*REQUIRED WORK*: Continue the discussion of the Windows XP family license from the point where it stops.

*EXTRACT PROVIDED*:
#####
TrAvELAr writes: "'There is a backlog,' says Mark Croft, lead product manager for Windows XP. According to this article on IDG, Microsoft has underestimated it's popularity of the new Windows XP family license. In an effort to slow piracy within single households, Microsoft has introduced the family license which will allow the user to install multiple copies of it's Windows XP operating system at a slightly discounted price of a $10 savings. Croft also states that the savings reflects the cost of Microsoft not having to produce another disc."

9 of 340 comments (clear)

  1. Ooh, Ten Dollars. by The+Raven · · Score: 5, Insightful

    I don't think a ten dollar savings is going to stave off piracy on a 90+ dollar OS. Leaving off production costs is the START of sane pricing, not the END of a plan to give a price break for multiple purchases.

    --
    "I will trust Google to 'do no evil' until the founders no longer run it." Hello Alphabet.
    1. Re:Ooh, Ten Dollars. by guusbosman · · Score: 4, Insightful

      I assume this 10$ discount wouldn't make a huge difference for many people deciding to buy or not buy. However, Microsoft makes a more 'friendly' impression offering a license like this one. I think there are many people who actually don't mind paying for licenses, and they would get a good feeling: 'wow, I just saved 10 dollar!'. So it's a matter of customer friendliness, not so much as anti-piracy policy.

  2. So What? by m_evanchik · · Score: 5, Insightful

    Why is everyone always bitching when Microsoft tries to milk its customers? The more people get milked, the more they consider their alternatives.

    Let Microsoft double its price for the second installation and make software piracy a capital offense. I assure you that would increase the use of open-source software.
#####
*COLLECTED DATA*:
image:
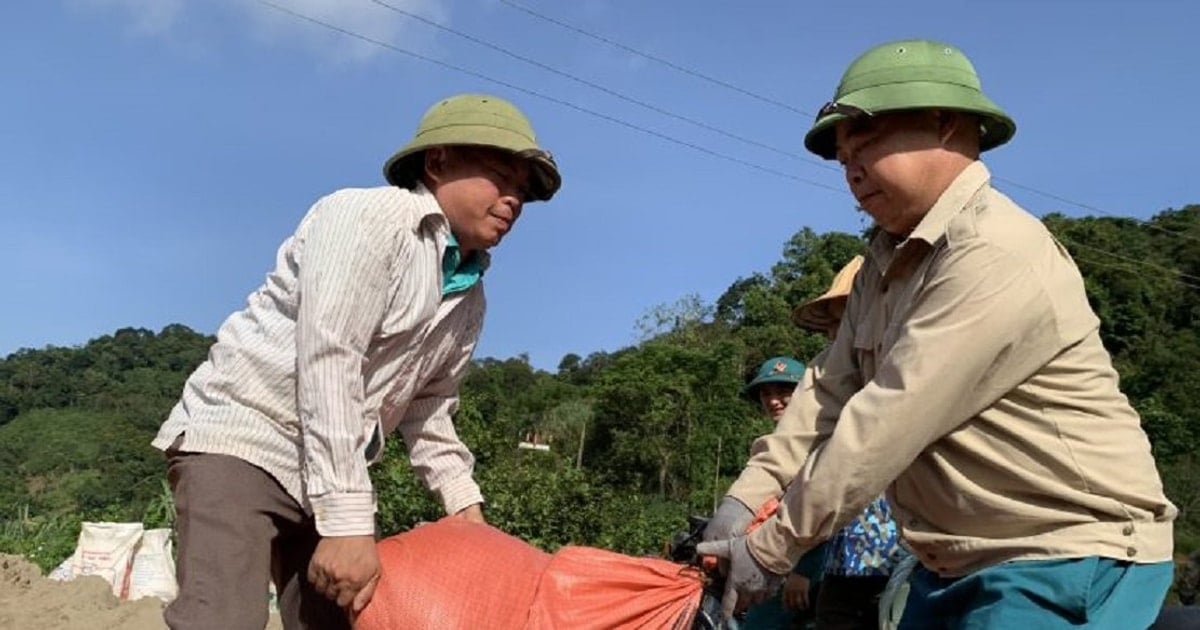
#####
*EXPECTED OUTPUT*:
  3. Ooh, Windows XP... by digitalunity · · Score: 3, Insightful

    Why bother? I've found Windows XP to be less than 100% compatible with games. For the home user, compatability and useability rules. I've found Windows XP to be easy to use, but has some serious issues with a few games. These issues often require software developer issued patches to correct the issue. That's a lot of work for the casual non-technical home user. I simply don't recommend it. Why not stick with Win98? It is fairly stable, plays games like a champ, has much greater driver support, and is easily obtained.

    Like the article stated, the average geek isn't going to like reactivating XP every time the change 6 components. There certainly could have been a better way to do it. It's just not the preferred OS in anybody's house.

    Just my 2.

    --
    You can't legislate goodness. Let each to his own destiny, by will of his freely made choices.
  4. licensing poorly thought out by 47PHA60 · · Score: 5, Insightful

    I am not sure why they could not could not have tied the activation scheme into a credit card system to allow you to purchase additional licenses at install time.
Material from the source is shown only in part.